= Required task =
Transcribe each of the records below verbatim, omitting the pictures.

= Records to use =
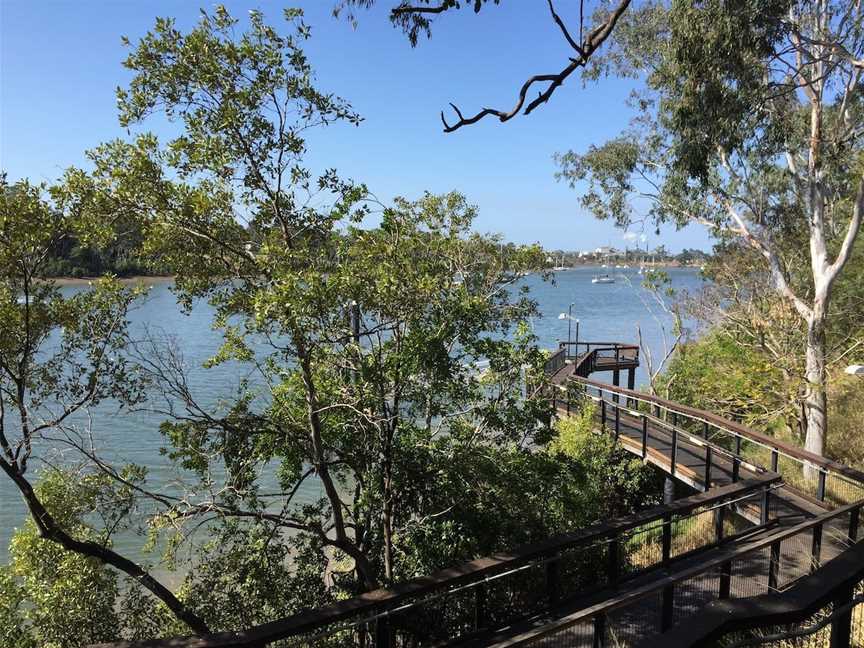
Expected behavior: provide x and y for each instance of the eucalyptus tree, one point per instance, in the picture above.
(60, 356)
(750, 123)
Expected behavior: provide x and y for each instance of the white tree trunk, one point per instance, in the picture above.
(815, 399)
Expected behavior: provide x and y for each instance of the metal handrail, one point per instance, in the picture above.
(723, 556)
(382, 603)
(736, 429)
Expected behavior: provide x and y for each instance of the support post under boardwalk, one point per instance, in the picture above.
(668, 491)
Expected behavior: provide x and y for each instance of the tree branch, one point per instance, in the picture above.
(594, 40)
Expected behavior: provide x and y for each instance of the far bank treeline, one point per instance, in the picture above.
(382, 352)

= Answer to the problem =
Expected behavior: provide x and y for each instance of the eucalyptus tree, one point per instance, in the picture above.
(60, 356)
(750, 123)
Expected behavior: provide x and y for each instance of the white tree trunk, one point per instance, in the picture above.
(815, 399)
Expected behavior: provide x and y for each instance of the metal handrail, one point per instance, in the picture above.
(723, 556)
(382, 603)
(736, 429)
Expected behavior: provide x and y for each instance of the support post under boardwalk, one point per instance, in the picture above.
(668, 491)
Expected behavior: provide x and y for each instance of the tree branch, one point per instance, in the picture above.
(594, 40)
Expected behavior: provide x and y for each instance of the far bank treeline, one point per instance, in the picture above.
(382, 352)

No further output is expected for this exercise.